[Begin SUPPLIED MATERIAL]

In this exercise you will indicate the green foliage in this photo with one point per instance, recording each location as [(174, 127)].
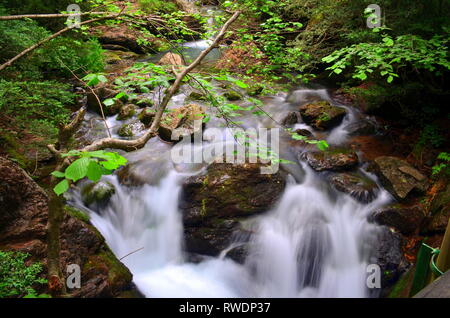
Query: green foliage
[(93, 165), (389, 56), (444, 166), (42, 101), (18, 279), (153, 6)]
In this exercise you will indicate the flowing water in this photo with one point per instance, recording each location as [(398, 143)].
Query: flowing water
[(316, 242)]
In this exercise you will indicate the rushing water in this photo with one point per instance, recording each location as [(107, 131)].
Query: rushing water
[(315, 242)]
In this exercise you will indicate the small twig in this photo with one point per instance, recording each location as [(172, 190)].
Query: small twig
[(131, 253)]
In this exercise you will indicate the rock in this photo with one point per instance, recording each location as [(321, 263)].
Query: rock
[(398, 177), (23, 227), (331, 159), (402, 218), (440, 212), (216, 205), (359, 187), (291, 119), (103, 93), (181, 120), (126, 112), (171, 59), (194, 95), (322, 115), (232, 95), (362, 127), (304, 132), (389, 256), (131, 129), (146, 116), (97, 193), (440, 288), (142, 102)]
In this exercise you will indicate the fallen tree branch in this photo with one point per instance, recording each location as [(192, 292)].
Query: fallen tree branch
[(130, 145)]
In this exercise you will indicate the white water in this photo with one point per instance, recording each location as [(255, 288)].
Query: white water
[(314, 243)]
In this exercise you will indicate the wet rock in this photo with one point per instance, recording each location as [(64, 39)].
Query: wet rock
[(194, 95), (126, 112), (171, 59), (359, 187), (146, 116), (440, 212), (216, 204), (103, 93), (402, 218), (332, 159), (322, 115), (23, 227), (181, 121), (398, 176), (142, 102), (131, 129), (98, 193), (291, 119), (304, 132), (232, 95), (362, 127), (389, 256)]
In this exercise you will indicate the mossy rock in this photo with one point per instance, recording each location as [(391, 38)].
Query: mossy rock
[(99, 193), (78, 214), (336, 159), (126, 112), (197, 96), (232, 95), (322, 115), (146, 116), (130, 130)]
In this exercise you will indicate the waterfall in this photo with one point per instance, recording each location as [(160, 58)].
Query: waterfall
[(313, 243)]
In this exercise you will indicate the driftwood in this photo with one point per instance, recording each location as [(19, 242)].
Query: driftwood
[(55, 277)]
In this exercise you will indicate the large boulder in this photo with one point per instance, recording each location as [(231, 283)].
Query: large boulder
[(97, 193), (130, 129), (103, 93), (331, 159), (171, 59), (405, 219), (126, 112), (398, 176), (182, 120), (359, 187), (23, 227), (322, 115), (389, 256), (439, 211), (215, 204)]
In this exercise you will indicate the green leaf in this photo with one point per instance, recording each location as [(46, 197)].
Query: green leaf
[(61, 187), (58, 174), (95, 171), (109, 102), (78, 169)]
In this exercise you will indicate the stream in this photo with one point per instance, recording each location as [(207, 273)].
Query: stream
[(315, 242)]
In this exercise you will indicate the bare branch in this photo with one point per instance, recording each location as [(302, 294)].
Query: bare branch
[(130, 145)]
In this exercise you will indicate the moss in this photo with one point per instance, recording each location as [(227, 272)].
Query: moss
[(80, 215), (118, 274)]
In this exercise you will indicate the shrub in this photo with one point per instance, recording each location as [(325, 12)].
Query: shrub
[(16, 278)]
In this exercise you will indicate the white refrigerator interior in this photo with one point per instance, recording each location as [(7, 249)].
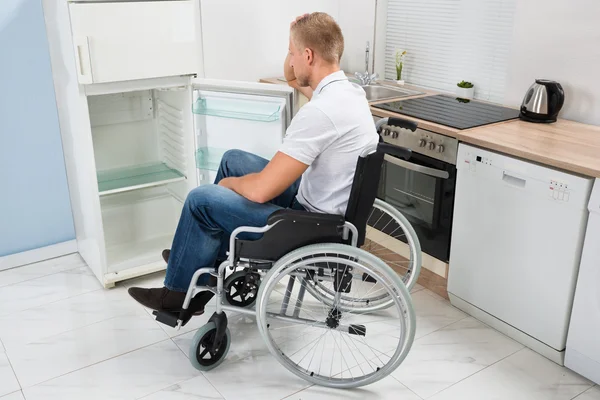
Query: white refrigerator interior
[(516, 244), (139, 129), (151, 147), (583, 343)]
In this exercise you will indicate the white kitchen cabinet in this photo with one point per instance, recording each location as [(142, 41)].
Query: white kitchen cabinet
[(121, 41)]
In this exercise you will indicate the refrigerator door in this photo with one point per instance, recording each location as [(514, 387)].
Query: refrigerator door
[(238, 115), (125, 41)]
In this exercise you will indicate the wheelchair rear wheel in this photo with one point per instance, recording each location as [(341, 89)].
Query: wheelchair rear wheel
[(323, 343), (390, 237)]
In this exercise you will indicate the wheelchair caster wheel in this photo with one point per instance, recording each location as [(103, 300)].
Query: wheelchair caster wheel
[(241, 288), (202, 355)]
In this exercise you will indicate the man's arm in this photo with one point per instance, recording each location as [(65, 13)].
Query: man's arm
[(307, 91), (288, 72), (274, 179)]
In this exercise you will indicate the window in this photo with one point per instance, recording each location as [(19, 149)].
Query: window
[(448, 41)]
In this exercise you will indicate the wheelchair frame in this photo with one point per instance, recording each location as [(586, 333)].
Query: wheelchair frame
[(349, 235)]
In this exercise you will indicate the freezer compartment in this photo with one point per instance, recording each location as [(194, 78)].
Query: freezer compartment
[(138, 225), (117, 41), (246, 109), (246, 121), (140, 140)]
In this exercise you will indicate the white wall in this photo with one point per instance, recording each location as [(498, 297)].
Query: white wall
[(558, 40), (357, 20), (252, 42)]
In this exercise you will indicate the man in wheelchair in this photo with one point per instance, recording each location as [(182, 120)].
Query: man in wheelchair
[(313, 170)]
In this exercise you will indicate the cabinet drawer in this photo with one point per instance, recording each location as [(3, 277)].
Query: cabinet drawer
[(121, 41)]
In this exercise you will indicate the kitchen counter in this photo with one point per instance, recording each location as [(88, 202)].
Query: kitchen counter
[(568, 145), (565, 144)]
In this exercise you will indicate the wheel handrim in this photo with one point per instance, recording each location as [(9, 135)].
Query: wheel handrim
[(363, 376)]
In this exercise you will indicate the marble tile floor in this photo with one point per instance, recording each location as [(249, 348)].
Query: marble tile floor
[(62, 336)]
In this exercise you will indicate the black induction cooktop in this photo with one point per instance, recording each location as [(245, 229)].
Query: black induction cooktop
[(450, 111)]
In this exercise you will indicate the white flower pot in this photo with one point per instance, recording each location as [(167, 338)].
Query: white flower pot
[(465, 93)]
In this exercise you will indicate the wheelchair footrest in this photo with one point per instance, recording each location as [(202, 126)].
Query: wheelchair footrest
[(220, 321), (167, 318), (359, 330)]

[End SUPPLIED MATERIAL]

Rewrite the entries above from the line that contains "In this exercise you will indicate the stream" through the line that contains "[(349, 235)]", inclusive, replacing "one point per instance" with "a single point for each instance" and keeping everything else unchanged. Omit the pictures from your answer.

SOLUTION TO THE PROBLEM:
In this exercise you will indicate the stream in this photo with a single point for each instance, recording each location as [(207, 273)].
Query: stream
[(315, 242)]
In this exercise you will indicate the bare branch in this photo with a single point for each instance, recording each location as [(302, 294)].
Query: bare branch
[(130, 145)]
In this exercise you will indicate the moss in this photo with a single point for each instance, recording each location as [(227, 272)].
Query: moss
[(80, 215), (118, 274)]
In this exercise you will indicate the shrub in this photo with a single point for each instance, recording each location as [(325, 12)].
Query: shrub
[(16, 278)]
In this exercise you will indicate the white refrigerator interior in this photo with a single point for each instance, recording each location as [(7, 249)].
Query: white refrigerator interior
[(516, 244), (139, 129), (151, 147), (583, 343)]
In this exercise you will indicate the white kitchen cabinet in this photo with a single point for each instance, recording each location as [(142, 41)].
Query: white kitchen cabinet
[(121, 41)]
In this exercise you will indicate the refrigerator door in this photo with a single point for each instance, recording each location as [(514, 387)].
Query: refrigerator door
[(238, 115), (125, 41)]
In this exercise you will indicate the wheelchair rear wheel in this photo with a single point for each instance, recording each location as [(341, 89)].
Query: wheelchair rear wheel
[(323, 343), (390, 237)]
In this exercise you will indicate the wheelchair caster wheel in this photo with a single point for each instance, recording each location as [(103, 300)].
Query: wheelchair caster wheel
[(241, 288), (202, 355)]
In this exercise you will indicate the man's arm in this photo with a single point for each instance, recording each location as [(65, 13)].
Query: man's arm
[(307, 91), (288, 72), (274, 179)]
In this exercise you will indicate the window in this photo with a single point for each instance, recording each location as [(19, 149)].
Query: window
[(448, 41)]
In this exercise you will indicate the wheelchair frame in this photo with a single point for each instance, recording each location as [(586, 333)].
Query: wheelchair frame
[(349, 235)]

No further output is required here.